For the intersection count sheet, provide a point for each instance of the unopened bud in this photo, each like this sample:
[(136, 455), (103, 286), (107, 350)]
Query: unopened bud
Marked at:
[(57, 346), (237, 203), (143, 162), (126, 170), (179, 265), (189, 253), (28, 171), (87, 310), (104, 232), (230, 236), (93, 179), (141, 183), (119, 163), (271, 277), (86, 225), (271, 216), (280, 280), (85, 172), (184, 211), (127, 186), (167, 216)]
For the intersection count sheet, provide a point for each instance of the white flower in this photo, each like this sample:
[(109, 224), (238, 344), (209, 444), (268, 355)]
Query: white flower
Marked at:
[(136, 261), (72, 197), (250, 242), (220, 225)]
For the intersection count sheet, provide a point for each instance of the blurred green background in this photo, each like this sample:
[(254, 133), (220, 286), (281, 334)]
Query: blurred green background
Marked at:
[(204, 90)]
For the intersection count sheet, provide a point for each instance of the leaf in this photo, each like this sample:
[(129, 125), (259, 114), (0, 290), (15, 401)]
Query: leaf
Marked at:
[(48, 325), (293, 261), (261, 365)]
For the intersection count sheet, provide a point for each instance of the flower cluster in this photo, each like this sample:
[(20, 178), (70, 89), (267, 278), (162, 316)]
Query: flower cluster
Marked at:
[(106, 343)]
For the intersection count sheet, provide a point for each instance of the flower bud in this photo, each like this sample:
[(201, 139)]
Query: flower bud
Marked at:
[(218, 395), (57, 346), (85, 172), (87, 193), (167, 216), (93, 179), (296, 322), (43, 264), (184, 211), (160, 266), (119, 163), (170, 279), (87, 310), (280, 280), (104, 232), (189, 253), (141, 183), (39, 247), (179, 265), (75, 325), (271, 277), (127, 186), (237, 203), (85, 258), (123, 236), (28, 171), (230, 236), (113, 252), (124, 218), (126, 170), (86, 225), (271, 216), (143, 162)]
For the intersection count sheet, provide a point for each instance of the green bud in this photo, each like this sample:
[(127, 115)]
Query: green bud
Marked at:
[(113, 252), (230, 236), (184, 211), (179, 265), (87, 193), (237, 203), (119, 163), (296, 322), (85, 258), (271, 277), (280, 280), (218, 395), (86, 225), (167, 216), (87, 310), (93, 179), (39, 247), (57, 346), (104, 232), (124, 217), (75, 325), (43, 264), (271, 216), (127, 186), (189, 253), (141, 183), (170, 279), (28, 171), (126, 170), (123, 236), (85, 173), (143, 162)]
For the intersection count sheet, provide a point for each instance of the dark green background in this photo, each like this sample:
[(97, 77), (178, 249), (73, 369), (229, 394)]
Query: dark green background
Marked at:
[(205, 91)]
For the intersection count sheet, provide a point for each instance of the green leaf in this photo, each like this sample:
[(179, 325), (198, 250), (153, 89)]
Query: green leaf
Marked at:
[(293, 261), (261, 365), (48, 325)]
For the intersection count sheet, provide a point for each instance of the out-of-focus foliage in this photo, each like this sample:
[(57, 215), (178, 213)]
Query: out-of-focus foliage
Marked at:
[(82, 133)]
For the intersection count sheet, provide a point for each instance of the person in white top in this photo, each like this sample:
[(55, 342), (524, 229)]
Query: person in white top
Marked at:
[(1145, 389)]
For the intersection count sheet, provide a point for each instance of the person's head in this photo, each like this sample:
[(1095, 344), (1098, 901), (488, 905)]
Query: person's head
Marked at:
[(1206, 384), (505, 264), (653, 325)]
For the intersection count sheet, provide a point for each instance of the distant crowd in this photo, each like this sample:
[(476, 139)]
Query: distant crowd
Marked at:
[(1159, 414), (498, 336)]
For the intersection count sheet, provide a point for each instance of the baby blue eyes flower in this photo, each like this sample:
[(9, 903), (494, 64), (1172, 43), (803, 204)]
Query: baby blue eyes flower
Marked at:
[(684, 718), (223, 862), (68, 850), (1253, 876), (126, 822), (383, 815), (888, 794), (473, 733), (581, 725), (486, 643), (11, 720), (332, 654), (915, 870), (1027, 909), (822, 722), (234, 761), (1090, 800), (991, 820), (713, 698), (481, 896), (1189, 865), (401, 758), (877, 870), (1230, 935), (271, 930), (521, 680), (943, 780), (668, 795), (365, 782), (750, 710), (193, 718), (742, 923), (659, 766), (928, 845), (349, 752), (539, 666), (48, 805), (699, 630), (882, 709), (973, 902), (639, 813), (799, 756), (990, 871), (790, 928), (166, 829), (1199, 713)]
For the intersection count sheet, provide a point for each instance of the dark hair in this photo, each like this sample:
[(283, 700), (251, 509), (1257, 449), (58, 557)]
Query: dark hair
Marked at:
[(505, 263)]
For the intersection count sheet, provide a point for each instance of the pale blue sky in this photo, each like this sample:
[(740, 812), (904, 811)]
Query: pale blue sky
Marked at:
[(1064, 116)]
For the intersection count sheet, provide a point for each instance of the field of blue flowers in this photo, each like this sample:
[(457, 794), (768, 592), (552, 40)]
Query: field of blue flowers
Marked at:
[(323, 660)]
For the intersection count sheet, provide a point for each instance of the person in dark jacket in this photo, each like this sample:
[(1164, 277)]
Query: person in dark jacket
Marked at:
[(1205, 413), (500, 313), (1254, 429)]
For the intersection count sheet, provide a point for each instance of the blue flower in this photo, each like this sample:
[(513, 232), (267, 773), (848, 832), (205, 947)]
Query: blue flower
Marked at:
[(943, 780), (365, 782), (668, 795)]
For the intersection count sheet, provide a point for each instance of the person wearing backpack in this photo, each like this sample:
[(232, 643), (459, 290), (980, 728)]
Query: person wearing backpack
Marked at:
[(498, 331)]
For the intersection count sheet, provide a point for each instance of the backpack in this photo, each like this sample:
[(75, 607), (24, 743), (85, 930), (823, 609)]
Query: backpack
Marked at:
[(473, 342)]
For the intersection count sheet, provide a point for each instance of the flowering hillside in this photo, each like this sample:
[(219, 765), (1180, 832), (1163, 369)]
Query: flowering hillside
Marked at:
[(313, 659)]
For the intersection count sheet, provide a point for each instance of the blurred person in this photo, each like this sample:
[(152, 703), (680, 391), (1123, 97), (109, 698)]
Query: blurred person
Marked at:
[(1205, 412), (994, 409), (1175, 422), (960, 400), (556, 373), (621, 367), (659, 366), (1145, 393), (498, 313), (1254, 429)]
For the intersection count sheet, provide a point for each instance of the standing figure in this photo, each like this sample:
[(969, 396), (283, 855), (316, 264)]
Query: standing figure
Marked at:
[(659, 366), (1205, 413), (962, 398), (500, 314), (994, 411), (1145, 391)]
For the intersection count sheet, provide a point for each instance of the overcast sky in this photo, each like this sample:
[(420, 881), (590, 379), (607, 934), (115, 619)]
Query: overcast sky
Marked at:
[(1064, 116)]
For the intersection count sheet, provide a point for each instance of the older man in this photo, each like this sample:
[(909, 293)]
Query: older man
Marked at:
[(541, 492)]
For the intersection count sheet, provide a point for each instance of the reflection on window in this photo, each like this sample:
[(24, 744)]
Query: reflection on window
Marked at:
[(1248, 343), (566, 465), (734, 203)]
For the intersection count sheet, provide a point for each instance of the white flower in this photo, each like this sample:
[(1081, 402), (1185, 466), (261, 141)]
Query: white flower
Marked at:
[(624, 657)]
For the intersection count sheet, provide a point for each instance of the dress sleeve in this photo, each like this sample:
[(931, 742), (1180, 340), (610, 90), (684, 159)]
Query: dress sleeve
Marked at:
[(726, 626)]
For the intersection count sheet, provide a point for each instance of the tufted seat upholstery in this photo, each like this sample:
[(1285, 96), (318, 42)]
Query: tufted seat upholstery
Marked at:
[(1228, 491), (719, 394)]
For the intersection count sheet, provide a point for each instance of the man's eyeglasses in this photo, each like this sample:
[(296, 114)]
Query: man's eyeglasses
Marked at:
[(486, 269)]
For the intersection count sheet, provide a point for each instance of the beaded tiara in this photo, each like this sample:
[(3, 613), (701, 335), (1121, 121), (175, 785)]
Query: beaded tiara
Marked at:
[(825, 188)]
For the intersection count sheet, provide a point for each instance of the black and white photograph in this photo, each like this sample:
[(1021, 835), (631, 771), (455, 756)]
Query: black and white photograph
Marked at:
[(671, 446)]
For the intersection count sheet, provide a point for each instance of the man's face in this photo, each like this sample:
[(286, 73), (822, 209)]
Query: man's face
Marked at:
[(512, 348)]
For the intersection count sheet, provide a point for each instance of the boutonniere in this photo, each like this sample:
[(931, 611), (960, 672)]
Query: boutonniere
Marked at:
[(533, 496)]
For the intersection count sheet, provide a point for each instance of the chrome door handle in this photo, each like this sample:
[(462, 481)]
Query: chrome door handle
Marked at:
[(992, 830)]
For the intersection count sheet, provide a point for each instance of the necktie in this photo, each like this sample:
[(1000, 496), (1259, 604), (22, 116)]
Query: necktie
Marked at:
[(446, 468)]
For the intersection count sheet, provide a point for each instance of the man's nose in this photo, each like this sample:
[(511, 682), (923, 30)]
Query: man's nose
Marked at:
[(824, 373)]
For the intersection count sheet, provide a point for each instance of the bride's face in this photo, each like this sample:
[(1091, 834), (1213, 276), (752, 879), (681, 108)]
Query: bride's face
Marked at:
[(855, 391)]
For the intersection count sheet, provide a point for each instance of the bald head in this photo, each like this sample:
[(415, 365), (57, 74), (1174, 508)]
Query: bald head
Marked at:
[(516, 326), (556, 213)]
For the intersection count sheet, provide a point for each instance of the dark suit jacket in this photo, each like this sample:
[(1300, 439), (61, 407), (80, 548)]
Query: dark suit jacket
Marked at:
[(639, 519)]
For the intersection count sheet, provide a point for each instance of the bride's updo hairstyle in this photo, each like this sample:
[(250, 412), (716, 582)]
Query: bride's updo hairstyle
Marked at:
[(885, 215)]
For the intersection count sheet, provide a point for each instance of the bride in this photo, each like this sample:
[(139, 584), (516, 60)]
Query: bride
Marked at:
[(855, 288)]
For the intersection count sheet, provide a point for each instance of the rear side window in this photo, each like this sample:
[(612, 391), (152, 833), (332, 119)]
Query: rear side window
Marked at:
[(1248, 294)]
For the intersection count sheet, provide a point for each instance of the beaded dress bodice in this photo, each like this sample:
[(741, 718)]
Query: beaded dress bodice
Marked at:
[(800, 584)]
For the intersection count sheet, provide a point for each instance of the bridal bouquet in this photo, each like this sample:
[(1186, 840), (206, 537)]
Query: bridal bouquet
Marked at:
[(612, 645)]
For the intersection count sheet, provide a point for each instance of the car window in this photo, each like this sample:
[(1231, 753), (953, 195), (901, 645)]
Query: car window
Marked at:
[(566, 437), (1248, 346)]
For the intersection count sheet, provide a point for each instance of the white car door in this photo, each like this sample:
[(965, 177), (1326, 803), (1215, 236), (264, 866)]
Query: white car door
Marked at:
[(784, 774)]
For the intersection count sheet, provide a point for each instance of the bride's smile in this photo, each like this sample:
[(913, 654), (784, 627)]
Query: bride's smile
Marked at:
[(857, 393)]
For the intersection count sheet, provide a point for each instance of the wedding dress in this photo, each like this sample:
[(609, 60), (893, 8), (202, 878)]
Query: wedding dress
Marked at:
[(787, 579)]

********

### WORK REQUEST
Lines, not occurrences, are what count: report how many lines of the records above include the word "unopened", and nothing else.

### ANSWER TO THE PROBLEM
2